(Passage for review)

Summer westerlies blow across the open fields, and swallows and martins know where to go. Though they are genetically close cousins, tripping off the tongue as a matched pair, such tricky conditions see these birds feed in quite different ways.
House martins play the role of day-flying bats, but without the onboard hi-tech of echolocation. They flock where insects swarm and see what is invisible to us. A dozen or more are carving the air behind a long, bushy shelterbelt, in the lee of the wind, plaiting each other with flight paths that keep them bound together and apart. Here there may be midge leks or an emergence of flies from the trees and bushes, the insects shielded from turbulence. Either way, the martins are seizing their moving opportunities with open beaks.
I stand before the trees and the martins cut in front and behind me, pure white rumps blazing as bum beacons. Their flight is all effort and rest, a frenetic beating of wings to rise, then a descending swoop. A diligent scientist once recorded 49.9% of house martin flight as flapping time and, apparently, food is usually taken on the up. Up and down they go until eventually they melt away from the far end of the belt.

(End Passage for review)
(Information provided)

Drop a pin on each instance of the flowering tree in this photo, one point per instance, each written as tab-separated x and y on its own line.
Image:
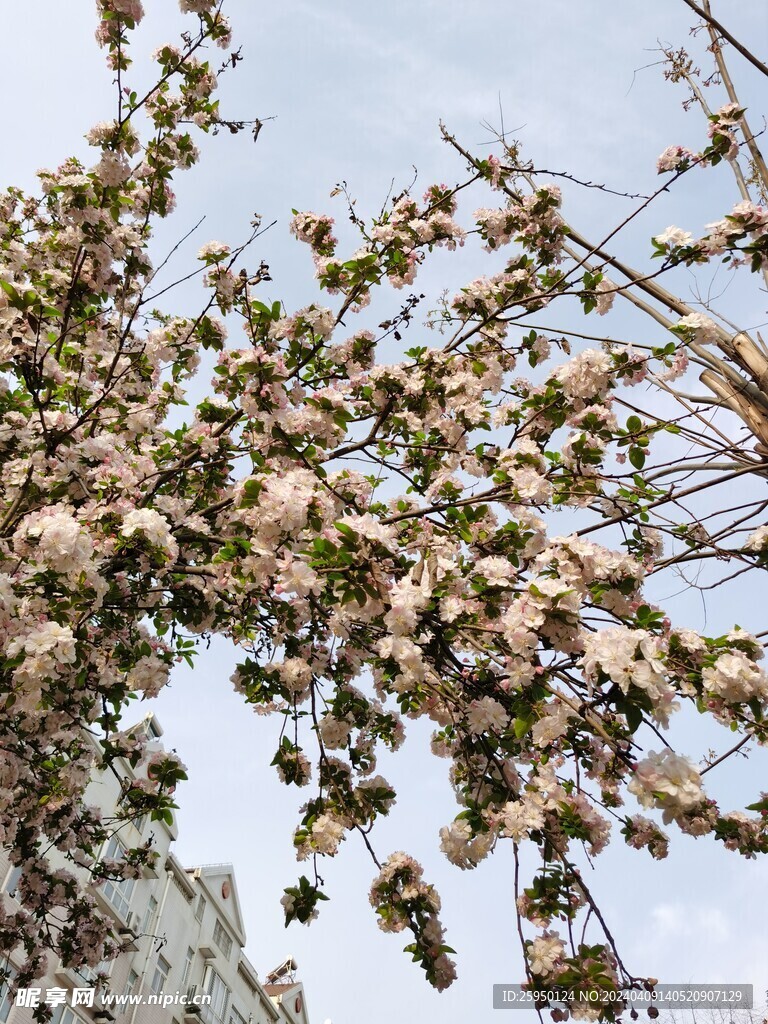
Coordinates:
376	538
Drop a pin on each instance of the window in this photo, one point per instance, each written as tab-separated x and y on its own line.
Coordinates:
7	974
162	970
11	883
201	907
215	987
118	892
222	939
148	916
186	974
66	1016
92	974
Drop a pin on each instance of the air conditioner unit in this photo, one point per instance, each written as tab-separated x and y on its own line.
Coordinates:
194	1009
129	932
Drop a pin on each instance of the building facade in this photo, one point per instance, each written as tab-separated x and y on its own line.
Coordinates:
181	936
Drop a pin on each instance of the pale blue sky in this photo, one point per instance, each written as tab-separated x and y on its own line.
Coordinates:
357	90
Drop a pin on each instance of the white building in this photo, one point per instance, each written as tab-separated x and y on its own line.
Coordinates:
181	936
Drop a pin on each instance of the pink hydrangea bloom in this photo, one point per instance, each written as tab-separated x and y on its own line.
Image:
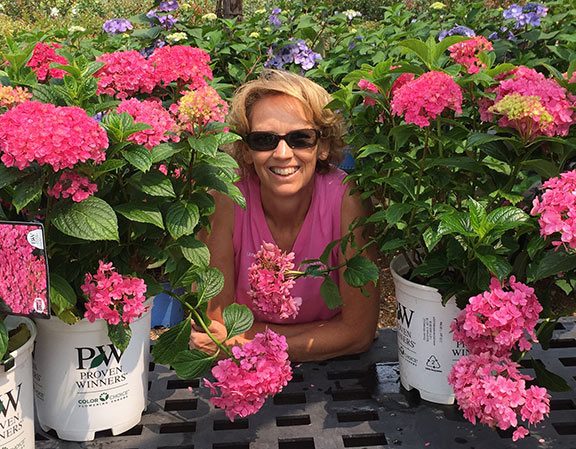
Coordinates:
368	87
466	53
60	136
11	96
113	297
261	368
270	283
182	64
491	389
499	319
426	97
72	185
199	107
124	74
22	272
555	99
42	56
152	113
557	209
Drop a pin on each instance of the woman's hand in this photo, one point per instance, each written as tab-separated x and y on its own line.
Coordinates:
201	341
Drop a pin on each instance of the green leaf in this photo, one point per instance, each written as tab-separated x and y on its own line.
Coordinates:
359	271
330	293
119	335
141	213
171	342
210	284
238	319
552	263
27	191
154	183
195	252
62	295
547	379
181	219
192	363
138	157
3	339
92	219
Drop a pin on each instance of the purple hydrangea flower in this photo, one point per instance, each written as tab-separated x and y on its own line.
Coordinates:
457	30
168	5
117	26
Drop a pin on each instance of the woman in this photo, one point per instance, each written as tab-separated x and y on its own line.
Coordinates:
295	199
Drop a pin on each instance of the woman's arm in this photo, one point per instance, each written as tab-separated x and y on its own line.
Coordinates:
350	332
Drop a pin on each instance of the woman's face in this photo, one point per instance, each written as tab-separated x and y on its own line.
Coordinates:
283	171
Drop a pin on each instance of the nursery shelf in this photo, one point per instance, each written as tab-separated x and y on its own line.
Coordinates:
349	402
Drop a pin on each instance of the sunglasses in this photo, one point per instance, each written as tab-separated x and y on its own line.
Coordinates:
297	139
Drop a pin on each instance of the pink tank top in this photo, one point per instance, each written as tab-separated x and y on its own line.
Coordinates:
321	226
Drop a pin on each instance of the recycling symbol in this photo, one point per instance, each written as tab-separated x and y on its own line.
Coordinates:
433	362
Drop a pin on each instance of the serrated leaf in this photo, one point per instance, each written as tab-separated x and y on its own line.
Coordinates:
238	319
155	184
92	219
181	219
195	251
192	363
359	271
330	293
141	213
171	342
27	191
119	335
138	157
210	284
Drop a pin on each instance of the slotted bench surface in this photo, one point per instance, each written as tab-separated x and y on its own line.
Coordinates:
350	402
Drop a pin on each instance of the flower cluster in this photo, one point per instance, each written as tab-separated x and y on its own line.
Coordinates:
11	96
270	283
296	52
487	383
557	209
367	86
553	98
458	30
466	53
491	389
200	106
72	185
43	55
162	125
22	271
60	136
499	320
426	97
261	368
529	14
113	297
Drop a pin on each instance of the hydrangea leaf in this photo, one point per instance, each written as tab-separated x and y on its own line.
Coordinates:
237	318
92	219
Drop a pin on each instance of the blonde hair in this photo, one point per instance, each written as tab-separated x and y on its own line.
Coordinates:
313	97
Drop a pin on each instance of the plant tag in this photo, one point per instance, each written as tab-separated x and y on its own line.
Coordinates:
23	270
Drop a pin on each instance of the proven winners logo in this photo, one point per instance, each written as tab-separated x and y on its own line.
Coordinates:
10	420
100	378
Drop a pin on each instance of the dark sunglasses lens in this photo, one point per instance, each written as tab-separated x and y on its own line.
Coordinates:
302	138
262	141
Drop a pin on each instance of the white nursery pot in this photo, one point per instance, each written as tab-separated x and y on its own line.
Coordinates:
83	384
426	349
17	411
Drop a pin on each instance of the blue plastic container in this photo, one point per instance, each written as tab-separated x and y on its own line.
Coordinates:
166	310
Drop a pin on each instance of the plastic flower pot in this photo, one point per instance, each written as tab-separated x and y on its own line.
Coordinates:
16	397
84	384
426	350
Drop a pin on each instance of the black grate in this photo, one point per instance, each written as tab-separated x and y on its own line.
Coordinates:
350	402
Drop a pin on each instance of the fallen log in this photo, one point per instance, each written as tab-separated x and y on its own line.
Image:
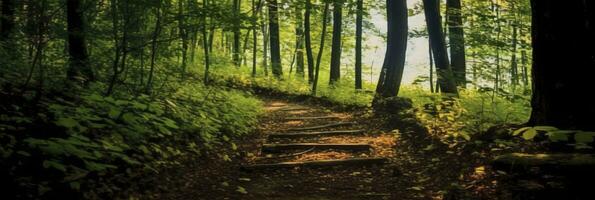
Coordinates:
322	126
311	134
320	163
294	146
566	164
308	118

(End Information provided)
(Information provided)

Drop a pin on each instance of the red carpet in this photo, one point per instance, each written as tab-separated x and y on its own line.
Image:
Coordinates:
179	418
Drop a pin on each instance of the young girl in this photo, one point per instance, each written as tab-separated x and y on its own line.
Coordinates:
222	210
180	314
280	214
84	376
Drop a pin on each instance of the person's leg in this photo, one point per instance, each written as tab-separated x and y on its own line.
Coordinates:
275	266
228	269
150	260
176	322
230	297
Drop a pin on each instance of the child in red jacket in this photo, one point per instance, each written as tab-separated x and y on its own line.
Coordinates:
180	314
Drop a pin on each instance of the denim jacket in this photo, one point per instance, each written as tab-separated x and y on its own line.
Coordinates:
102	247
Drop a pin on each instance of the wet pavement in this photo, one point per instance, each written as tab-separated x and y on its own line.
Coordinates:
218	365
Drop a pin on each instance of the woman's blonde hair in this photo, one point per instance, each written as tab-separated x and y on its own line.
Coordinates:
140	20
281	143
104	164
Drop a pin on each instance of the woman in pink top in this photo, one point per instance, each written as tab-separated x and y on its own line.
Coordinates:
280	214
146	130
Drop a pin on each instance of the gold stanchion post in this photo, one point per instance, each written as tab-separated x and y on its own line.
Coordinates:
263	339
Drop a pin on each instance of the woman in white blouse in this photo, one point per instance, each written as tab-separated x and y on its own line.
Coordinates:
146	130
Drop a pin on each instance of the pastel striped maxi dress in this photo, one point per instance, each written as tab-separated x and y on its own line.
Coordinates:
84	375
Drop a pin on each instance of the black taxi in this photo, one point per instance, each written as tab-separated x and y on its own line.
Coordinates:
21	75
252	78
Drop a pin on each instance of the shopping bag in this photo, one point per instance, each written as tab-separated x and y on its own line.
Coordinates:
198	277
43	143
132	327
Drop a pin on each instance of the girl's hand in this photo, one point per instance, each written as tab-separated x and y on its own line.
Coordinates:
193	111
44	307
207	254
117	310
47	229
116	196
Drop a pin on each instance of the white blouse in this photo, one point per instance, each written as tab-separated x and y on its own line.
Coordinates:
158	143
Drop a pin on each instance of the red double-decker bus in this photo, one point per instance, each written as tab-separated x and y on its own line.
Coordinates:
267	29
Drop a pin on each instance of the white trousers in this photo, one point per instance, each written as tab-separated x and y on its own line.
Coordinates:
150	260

(End Information provided)

- [Instructions]:
[a] Answer these questions from the passage on swallows and martins:
(i) What wind is blowing across the open fields?
(ii) Where are the dozen or more house martins feeding?
(iii) What share of house martin flight did a scientist record as flapping time?
[b] List every part of a house martin's body that the passage on swallows and martins mentions.
[c] Print the stretch of the passage on swallows and martins from "Summer westerlies blow" through "with open beaks.".
Nothing in the material is needed here.

- [Per-task outputs]:
[a]
(i) Summer westerlies.
(ii) Behind a long, bushy shelterbelt, in the lee of the wind.
(iii) 49.9%.

[b] Beaks, rumps, wings.

[c]
Summer westerlies blow across the open fields, and swallows and martins know where to go. Though they are genetically close cousins, tripping off the tongue as a matched pair, such tricky conditions see these birds feed in quite different ways.
House martins play the role of day-flying bats, but without the onboard hi-tech of echolocation. They flock where insects swarm and see what is invisible to us. A dozen or more are carving the air behind a long, bushy shelterbelt, in the lee of the wind, plaiting each other with flight paths that keep them bound together and apart. Here there may be midge leks or an emergence of flies from the trees and bushes, the insects shielded from turbulence. Either way, the martins are seizing their moving opportunities with open beaks.